Note

Julio.jl is still work-in-progress.

Structured concurrency

using Julio
using Test

Black box rule

In sequential programs, the side-effects of a function are "done" by the time the function returns [closure]. However, many concurrent programming paradims do not let us assume such a simple but yet highly useful property. In Notes on structured concurrency, or: Go statement considered harmful — njs blog (See also: Trio: Async concurrency for mere mortals - PyCon 2018 - YouTube), Nathaniel J. Smith called this property the "black box rule".

Programming without the black box rule

To demonstrate the pain comes with functions that does not follow the black box rule, let us consider the following simple function:

function channel_map_unstructured!(f, output, input; ntasks = Threads.nthreads())
    for _ in 1:ntasks
        Threads.@spawn for x in input
            y = f(x)
            put!(output, y)
        end
    end
end

This function channel_map_unstructured! does not follow the black box rule because it does not wait for the spawned tasks; i.e., these "leaked" tasks are keep mutating output and input even after channel_map_unstructured! returns. Programs using such functions like this are very hard to understand.

function test_channel_map_unstructured()

Suppose we need to combine the result of two kinds of "computations" into one output channel (source_channel is defined below):

    output = Channel()
    channel_map_unstructured!(output, source_channel(1:100); ntasks = 10) do x
        sleep(0.01)
        2x
    end
    channel_map_unstructured!(output, source_channel(1:100); ntasks = 10) do x
        sleep(0.01)

Exercises to complete:
[A] In the Julio.jl text, what name did Nathaniel J. Smith give to the property that a function's side-effects are done by the time it returns?
[B] Using the Julio.jl text, explain why channel_map_unstructured! fails to follow the black box rule.
[C] Pick up the Julio.jl text at the point where it stops and keep it going.
The listing after this point is separate material, not part of the Julio.jl text.

Records shown:

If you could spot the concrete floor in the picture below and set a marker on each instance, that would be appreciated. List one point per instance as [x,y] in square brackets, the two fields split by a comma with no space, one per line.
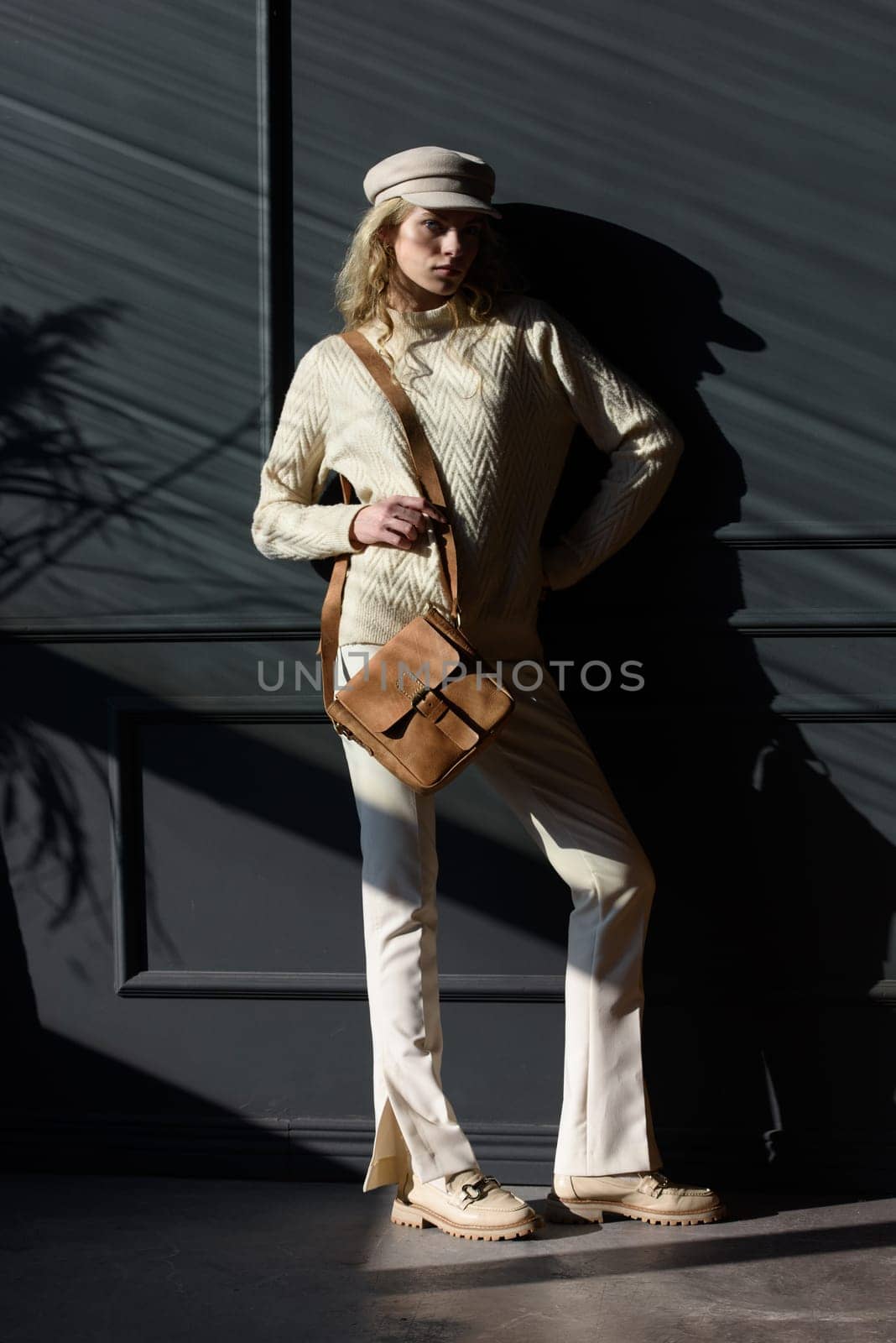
[90,1259]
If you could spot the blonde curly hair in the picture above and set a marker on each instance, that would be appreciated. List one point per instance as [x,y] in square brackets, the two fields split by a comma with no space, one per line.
[362,282]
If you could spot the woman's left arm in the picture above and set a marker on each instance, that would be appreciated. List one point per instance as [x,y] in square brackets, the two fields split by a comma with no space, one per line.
[643,443]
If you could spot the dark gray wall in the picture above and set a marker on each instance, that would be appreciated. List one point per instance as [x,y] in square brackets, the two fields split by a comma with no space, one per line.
[701,190]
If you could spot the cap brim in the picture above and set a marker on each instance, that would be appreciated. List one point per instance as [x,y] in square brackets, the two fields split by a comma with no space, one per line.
[450,201]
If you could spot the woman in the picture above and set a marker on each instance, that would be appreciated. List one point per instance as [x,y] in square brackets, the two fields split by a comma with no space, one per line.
[499,382]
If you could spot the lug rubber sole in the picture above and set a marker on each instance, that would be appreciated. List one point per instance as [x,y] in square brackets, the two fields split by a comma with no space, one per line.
[591,1210]
[408,1215]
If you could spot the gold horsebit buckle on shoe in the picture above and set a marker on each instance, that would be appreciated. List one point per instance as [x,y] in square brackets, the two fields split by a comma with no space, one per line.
[481,1188]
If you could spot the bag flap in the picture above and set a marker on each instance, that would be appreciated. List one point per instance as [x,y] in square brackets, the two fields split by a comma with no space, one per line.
[414,661]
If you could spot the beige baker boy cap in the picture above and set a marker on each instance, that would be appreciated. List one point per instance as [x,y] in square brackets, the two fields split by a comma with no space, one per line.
[441,179]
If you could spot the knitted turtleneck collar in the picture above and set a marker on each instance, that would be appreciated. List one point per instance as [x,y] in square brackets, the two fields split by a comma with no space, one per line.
[431,319]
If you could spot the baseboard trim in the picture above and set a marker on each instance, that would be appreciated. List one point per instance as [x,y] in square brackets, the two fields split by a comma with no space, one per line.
[326,1148]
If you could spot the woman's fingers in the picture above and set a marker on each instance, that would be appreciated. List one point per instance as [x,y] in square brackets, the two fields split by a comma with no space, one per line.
[398,520]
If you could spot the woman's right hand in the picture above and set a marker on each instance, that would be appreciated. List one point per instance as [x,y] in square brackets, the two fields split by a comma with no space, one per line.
[399,520]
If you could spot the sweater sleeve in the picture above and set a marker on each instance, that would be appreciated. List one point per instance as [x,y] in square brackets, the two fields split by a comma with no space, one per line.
[643,443]
[289,524]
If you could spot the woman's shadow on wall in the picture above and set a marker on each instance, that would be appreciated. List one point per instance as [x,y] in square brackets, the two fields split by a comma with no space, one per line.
[774,895]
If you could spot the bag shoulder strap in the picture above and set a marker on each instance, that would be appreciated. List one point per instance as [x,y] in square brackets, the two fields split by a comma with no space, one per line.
[430,487]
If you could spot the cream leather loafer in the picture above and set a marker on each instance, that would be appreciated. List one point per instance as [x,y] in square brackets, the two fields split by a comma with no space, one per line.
[649,1195]
[472,1205]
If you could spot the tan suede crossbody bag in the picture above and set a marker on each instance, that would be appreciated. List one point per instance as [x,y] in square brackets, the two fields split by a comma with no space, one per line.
[425,703]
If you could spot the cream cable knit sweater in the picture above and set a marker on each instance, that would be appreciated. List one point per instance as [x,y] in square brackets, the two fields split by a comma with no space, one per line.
[499,456]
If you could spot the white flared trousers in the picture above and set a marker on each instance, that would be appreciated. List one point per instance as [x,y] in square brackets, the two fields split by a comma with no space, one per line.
[544,770]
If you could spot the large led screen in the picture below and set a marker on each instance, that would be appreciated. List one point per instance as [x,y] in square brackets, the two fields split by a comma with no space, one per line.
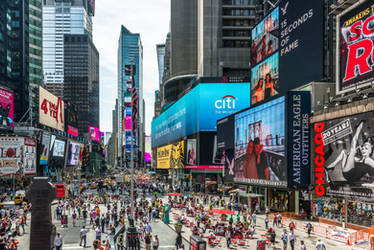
[7,109]
[260,145]
[347,147]
[199,110]
[356,37]
[265,37]
[264,79]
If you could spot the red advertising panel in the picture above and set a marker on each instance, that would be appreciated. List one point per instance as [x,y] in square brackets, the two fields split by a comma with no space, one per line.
[356,36]
[7,109]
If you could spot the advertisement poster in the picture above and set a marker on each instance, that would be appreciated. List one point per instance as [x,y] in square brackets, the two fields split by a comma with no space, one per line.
[191,152]
[264,79]
[260,145]
[29,162]
[6,109]
[300,43]
[18,156]
[298,136]
[45,148]
[95,133]
[349,159]
[356,39]
[265,37]
[171,156]
[199,110]
[51,110]
[73,153]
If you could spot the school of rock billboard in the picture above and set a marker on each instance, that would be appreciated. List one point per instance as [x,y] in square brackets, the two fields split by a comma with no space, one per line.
[343,156]
[355,36]
[17,156]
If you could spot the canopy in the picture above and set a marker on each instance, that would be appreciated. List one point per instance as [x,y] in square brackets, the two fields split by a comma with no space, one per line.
[221,211]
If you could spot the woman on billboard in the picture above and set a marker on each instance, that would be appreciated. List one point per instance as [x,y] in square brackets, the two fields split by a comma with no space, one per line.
[358,162]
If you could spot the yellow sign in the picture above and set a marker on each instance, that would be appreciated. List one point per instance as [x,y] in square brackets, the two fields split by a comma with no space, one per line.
[171,156]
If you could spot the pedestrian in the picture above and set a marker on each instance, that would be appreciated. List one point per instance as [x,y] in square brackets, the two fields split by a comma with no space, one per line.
[309,228]
[178,241]
[320,245]
[302,245]
[83,236]
[58,242]
[155,242]
[147,241]
[292,237]
[284,237]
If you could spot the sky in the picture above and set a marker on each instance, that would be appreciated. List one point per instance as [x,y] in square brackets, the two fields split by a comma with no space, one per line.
[150,19]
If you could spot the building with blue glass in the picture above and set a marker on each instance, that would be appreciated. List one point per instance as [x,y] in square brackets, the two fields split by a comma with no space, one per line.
[130,52]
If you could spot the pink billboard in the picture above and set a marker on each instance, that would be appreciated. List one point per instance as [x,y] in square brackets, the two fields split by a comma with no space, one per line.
[6,109]
[128,122]
[95,133]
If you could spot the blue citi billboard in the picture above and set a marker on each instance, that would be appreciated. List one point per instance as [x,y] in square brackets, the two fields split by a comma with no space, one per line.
[199,111]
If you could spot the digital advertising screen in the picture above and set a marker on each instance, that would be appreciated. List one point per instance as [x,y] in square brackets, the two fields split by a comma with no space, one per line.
[347,148]
[73,153]
[199,110]
[356,37]
[301,37]
[265,37]
[6,109]
[265,79]
[260,154]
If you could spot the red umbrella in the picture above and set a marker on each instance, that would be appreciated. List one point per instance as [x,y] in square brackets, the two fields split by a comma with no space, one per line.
[221,211]
[174,194]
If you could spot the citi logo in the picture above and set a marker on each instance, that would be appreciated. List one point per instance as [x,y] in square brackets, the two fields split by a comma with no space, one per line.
[227,102]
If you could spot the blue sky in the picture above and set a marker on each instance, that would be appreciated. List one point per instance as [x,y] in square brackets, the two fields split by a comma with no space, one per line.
[151,19]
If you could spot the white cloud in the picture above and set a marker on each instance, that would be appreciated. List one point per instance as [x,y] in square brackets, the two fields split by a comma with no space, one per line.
[148,18]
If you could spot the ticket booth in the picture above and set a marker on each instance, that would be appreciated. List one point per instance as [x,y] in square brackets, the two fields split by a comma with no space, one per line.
[196,243]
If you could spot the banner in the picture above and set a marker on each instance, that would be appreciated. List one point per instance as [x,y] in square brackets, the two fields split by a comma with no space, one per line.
[18,156]
[191,152]
[298,138]
[6,109]
[45,148]
[355,37]
[348,159]
[51,110]
[171,156]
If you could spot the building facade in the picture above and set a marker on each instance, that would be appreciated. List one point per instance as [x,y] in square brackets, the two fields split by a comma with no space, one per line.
[81,79]
[14,53]
[130,63]
[59,18]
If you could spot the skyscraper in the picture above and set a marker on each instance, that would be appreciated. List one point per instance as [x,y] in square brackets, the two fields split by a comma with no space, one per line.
[81,79]
[130,52]
[59,18]
[14,53]
[35,54]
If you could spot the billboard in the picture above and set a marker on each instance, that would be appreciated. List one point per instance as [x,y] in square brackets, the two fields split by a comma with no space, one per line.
[18,156]
[265,79]
[225,133]
[265,37]
[346,147]
[355,42]
[51,110]
[260,154]
[300,43]
[6,109]
[191,152]
[171,156]
[44,153]
[73,153]
[94,133]
[298,138]
[199,110]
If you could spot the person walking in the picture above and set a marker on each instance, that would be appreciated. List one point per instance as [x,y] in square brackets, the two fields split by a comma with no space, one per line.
[83,235]
[155,242]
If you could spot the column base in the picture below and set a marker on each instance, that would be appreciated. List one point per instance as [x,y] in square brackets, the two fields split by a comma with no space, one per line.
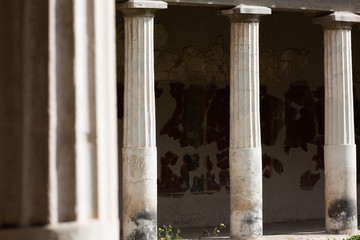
[246,220]
[90,230]
[340,188]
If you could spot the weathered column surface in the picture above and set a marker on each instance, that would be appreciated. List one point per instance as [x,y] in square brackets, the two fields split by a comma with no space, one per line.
[246,219]
[58,163]
[139,143]
[339,149]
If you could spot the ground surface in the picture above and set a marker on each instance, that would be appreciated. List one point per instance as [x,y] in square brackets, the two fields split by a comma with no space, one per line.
[306,230]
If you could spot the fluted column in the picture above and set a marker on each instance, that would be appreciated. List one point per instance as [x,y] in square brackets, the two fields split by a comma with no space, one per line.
[246,217]
[139,143]
[55,180]
[339,149]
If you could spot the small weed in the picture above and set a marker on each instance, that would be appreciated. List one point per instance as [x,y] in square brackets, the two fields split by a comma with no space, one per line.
[215,232]
[168,233]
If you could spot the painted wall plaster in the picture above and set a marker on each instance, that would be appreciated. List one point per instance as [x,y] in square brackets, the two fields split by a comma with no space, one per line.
[192,105]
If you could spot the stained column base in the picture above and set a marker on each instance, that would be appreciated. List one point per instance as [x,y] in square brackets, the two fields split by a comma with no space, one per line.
[340,188]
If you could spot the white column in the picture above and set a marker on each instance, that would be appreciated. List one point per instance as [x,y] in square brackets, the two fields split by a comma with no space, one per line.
[61,177]
[339,149]
[246,217]
[139,143]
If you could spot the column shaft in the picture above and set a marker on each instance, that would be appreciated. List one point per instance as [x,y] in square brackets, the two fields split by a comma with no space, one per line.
[340,149]
[245,145]
[246,217]
[139,144]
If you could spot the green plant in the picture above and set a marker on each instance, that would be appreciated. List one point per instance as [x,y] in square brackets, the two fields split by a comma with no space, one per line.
[216,231]
[168,233]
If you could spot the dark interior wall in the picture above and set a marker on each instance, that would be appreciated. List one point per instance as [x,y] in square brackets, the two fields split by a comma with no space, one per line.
[192,111]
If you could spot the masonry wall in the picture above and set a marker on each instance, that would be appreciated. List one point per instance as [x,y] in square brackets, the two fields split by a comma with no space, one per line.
[192,113]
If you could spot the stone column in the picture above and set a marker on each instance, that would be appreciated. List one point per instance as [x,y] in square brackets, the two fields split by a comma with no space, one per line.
[339,149]
[139,143]
[245,158]
[54,181]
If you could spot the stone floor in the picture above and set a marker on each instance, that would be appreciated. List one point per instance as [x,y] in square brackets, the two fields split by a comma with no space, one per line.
[305,230]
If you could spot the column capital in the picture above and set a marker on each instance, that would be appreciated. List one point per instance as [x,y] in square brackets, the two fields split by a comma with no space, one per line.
[337,20]
[245,13]
[140,7]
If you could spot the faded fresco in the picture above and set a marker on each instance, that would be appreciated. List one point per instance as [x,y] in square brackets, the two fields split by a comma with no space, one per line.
[192,101]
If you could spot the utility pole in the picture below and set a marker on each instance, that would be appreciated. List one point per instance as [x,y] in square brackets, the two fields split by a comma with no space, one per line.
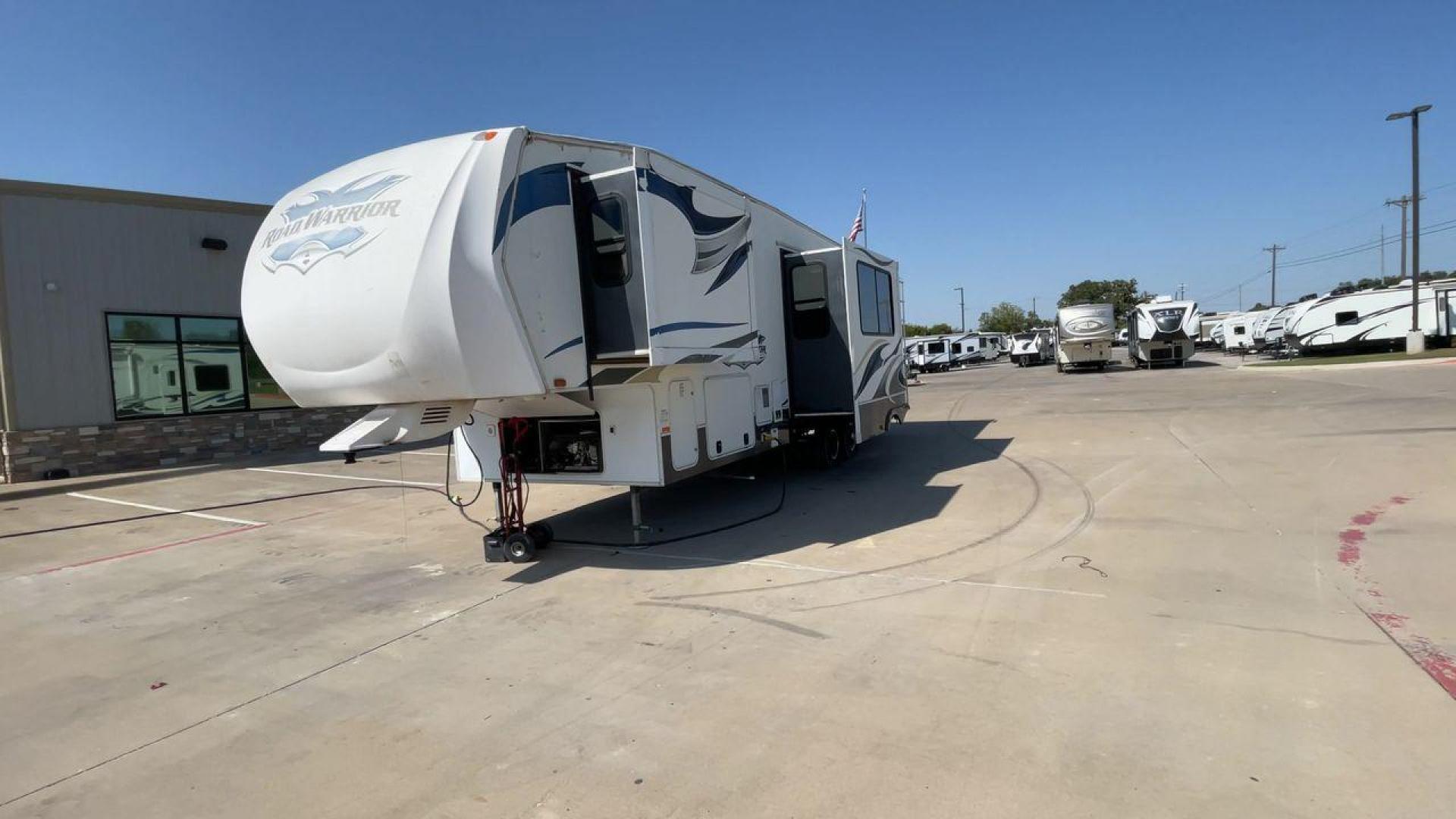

Answer list:
[A] He called it the "black box rule."

[B] It doesn't wait for the tasks it spawns. Those leaked tasks keep mutating output and input even after channel_map_unstructured! returns.

[C]
        2x + 1
    end

It is tricky to accumulate the result reliably (another disadvantage of unstructured concurrencty). For this demonstration, we can "cheat" since we know the size of the output.

    results = []
    for _ in 1:200
        push!(results, take!(output))
    end
    close(output)

Ideally, the program order is reflected in the result. If it were the case, we should see even numbers first and then odd numbers. However, since channel_map_unstructured! violates the black box rule and the "leaked" tasks are keep adding results to the output channel, we can't understand the program by looking at the invocations of channel_map_unstructured!.

    @test_broken all(iseven, results[1:end÷2])
    @test_broken all(isodd, results[end÷2+1:end])

end

(The above example uses a simple utility function source_channel for generating the input source:)

function source_channel(xs)
    ch = Channel(Inf)
    for x in xs
        put!(ch, x)
    end
    close(ch)
    return ch
end

Julio API enforces the black box rule

Julio "enforces" the black box rule by providing API such that Julio.spawn! can be called only within a dynamical scope of Julio.withtaskgroup. Thus, mechanically translating channel_map_unstructured! to use Julio API gives us a function that follows the black box rule.

function channel_map_structured!(f, output, input; ntasks = Threads.nthreads())
    Julio.withtaskgroup() do tg
        for _ in 1:ntasks
            Julio.spawn!(tg) do
                for x in input
                    y = f(x)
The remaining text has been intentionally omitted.